[Data extracted from a collection]
------------------------------------------------

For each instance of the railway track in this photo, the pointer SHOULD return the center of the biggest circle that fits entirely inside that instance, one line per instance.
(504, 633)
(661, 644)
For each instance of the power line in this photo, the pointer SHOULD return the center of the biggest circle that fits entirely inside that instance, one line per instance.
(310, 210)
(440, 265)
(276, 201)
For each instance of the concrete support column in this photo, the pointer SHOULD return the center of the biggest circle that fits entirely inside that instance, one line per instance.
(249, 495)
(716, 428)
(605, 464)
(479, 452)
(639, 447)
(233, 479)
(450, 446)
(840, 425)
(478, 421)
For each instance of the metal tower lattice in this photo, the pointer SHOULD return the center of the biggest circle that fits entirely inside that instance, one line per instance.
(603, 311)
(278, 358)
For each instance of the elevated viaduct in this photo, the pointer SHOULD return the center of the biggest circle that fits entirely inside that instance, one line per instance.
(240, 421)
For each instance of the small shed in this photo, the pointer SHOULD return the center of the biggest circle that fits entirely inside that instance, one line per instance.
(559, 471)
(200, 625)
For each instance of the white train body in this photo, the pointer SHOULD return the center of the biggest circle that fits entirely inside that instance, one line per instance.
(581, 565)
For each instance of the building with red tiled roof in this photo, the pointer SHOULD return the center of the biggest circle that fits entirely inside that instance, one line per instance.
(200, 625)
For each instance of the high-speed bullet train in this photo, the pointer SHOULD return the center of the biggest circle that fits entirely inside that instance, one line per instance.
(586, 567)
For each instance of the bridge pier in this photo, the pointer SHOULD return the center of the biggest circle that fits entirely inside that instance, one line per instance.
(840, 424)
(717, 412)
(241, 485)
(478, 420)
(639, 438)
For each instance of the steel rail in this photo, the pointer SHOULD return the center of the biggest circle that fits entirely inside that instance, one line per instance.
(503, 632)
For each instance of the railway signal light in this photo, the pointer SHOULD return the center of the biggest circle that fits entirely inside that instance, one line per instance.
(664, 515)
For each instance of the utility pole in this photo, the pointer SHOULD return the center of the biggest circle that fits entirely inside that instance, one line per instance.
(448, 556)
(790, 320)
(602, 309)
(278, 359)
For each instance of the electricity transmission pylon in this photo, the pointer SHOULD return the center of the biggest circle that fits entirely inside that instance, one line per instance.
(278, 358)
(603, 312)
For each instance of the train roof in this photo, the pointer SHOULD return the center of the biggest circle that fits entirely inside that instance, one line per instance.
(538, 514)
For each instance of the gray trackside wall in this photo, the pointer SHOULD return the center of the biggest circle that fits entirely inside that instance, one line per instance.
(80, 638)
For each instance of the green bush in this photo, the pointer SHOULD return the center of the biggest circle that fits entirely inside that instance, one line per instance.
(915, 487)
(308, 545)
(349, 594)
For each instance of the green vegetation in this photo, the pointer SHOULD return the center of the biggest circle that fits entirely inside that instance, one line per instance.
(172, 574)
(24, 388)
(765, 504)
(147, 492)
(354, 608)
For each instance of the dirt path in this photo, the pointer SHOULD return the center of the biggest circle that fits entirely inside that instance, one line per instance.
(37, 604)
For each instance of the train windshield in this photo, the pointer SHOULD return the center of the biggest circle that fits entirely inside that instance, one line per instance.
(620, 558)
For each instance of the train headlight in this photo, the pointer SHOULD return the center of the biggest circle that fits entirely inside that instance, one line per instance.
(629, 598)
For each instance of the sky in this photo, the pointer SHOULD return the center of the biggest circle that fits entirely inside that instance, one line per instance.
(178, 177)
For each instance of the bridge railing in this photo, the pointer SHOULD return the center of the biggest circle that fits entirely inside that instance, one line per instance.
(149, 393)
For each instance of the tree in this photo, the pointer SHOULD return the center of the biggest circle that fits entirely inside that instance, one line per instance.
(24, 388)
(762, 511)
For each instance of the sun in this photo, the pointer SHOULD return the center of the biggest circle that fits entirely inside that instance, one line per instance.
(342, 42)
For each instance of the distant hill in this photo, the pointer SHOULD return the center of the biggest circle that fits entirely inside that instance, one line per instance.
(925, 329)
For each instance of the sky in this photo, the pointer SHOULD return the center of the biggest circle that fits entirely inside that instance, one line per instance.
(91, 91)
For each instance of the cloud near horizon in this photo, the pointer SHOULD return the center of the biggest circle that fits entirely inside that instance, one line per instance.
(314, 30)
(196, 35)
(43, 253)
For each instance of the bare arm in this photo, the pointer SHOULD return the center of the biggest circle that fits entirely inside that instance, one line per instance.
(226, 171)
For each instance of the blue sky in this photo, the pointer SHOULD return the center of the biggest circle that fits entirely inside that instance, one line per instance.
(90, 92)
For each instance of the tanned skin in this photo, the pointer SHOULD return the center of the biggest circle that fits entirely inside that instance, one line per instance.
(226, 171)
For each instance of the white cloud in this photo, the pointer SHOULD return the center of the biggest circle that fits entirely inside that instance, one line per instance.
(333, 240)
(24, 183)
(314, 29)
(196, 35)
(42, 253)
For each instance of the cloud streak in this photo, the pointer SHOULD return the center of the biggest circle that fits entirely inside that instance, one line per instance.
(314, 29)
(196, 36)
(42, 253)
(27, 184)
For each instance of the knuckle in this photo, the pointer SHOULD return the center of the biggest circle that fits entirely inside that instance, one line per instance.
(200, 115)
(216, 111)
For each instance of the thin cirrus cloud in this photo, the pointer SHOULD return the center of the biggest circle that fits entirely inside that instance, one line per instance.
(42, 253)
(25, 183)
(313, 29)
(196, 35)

------------------------------------------------

Repeat each line above exactly as it stands.

For each instance of the railway track in this photo, the pointer SHOULD return the center of the biggest circle that fits entirely inside that instance, one line per instance.
(504, 633)
(661, 644)
For each instance of the power line in this photo, the pointer SHOULD return the center of the biggest circle that fits entirely inside that instance, one line per instance.
(310, 210)
(440, 265)
(276, 201)
For each instance of the concrete support column in this photo, the pointer SHOULD return the center of the biggest circle that fits entirely inside that instance, one line per instance.
(249, 495)
(716, 428)
(605, 464)
(479, 452)
(639, 447)
(233, 479)
(450, 446)
(840, 425)
(478, 421)
For each instance of the metal tower lattice in this photo, the pointer SHOULD return the center of the biggest circle that fits entirely inside that instance, one line per instance.
(603, 311)
(278, 358)
For each instance of the elevated viaduct in this photo, the pointer SHOULD return the center of the biggest circle that fits entirely inside that instance, one line per instance.
(240, 421)
For each instance of the small shed in this photo, the pointer SHOULD return the center of the biggest circle that fits entirely inside that instance, one line per instance.
(559, 471)
(200, 625)
For each instance of the white train body in this photo, the pointer SHOULD return the center of the biggest circle that fits entirely inside that instance, one line per instance.
(581, 565)
For each instance of the building with red tiled roof in this photo, the pointer SHOULD return the center of the biggest circle that fits entirely inside that instance, one line per instance.
(200, 625)
For each instance of the high-speed bullet train in this photo, the pointer SHOULD return the center of the biggest circle that fits entirely inside that instance, one line per instance.
(586, 567)
For each instance of the bridge pier in this photo, the pointer SHOULD return the center of the biggest circle that fits entirely inside that instance, one line per instance.
(840, 424)
(717, 412)
(241, 485)
(478, 420)
(639, 438)
For each instance of the steel rail in this photo, the pointer SHOULD return the center of the biggest circle that fits entirely inside that instance, one line per instance.
(503, 632)
For each instance of the railway signal light in this photo, the pointer SHOULD return the center of the biggest circle that fits entirely inside that instance, one line per instance.
(664, 515)
For each instance of the utility pole in this photo, the pointer SHOULD return the center of the biggest circle that fits entirely inside that instance, one line per instance.
(448, 556)
(790, 320)
(602, 309)
(278, 359)
For each instance of the electricity transmission pylon in this photo, the pointer SHOULD return the center of the biggest circle that fits entirely inside that instance, one line per instance.
(278, 358)
(603, 312)
For each instance of the train roof in this photo, the pointer SHOULD return the center of the biggest circle that fits entirely inside that instance, one line per instance.
(538, 514)
For each instance of the gray trackside wall in this photo, the pointer SHOULD return the center of the biggest circle that fits entirely inside that instance, one line per instance.
(80, 638)
For each instance of the green bush in this photo, the pointer SHOULD return the center of the biggest circle that fits entirely inside that instance, one line per instance.
(915, 487)
(308, 545)
(349, 594)
For each instance of the green vegetation in this photo, the pointer SHOULD return the center of the biggest circle that fits entirely inside that instance, one line per instance.
(172, 574)
(24, 388)
(765, 504)
(147, 492)
(354, 608)
For each instance of the dirt path in this photo, the pointer SHOULD return the center of the biggest circle that fits entirely inside that instance, one line per instance.
(37, 604)
For each instance of the train windshield in this photo, the pointer SHOULD return the center of the biggest circle that fits entirely inside that instance, one line per instance.
(620, 558)
For each instance of the train headlight in this photo, the pointer SHOULD return the center of the biggest circle that fits entirely inside that instance, one line per instance.
(629, 598)
For each instance of the sky in this photo, the pointer SHOULD return the center of the biggest circle that fits entirely inside that instance, one line per instance.
(178, 177)
For each instance of the bridge railing in this photo, the pointer SHOULD return the center of the biggest circle that fits entirely inside that instance, one line per instance.
(149, 393)
For each instance of the tree in this photo, the pointer SHOULD return the center of the biggest circle that fits entirely inside that instance, one line per instance.
(24, 388)
(762, 511)
For each instance of the sun in this photo, the pointer SHOULD return the center of the biggest circle that fits entirely inside that instance, one line per instance.
(342, 42)
For each instance of the distant hill in this photo, the pointer SHOULD return the center of the biggest circle that fits entirely inside that instance, one line per instance.
(925, 329)
For each instance of the sky in this photo, the pointer SHOULD return the center of the biggest circle that fits entirely inside that instance, one line per instance.
(91, 91)
For each instance of the cloud near horizon in this photo, the pointer SHOULD return the center of the biggest circle that fits entirely inside that instance, one line per instance.
(314, 30)
(196, 35)
(43, 253)
For each instance of the bare arm in this photo, the pointer SHOULD return the center of the biggest circle that fits entirely inside that instance, one line per instance.
(226, 171)
For each instance of the blue sky in this photo, the pointer SHOULD return the center of the biggest circle that fits entirely inside that instance, one line per instance.
(90, 92)
For each instance of the tanned skin in this photo, the pointer SHOULD return the center of the biggest circle that fits entirely inside that instance, one line per instance.
(226, 171)
For each instance of the white cloud in this photo, the pointer SHOULD return the center of the biggest circle that fits entirely inside that instance, one line per instance.
(333, 240)
(24, 183)
(314, 29)
(196, 35)
(42, 253)
For each instance of the cloud streak in this photo, the pointer SHOULD return the center of the biggest circle that fits entirely inside that instance, one line per instance.
(314, 29)
(196, 36)
(42, 253)
(27, 184)
For each instance of the knuckle in this photo, the pointer SHOULD return the center of the biggest circle that fits entirely inside that instance, one line per instance.
(200, 115)
(216, 111)
For each instance of the thin cirrus cloud in this photo, the pointer SHOULD return the center of the biggest circle that fits entirely inside that instance, one line per instance.
(42, 253)
(25, 183)
(313, 29)
(196, 35)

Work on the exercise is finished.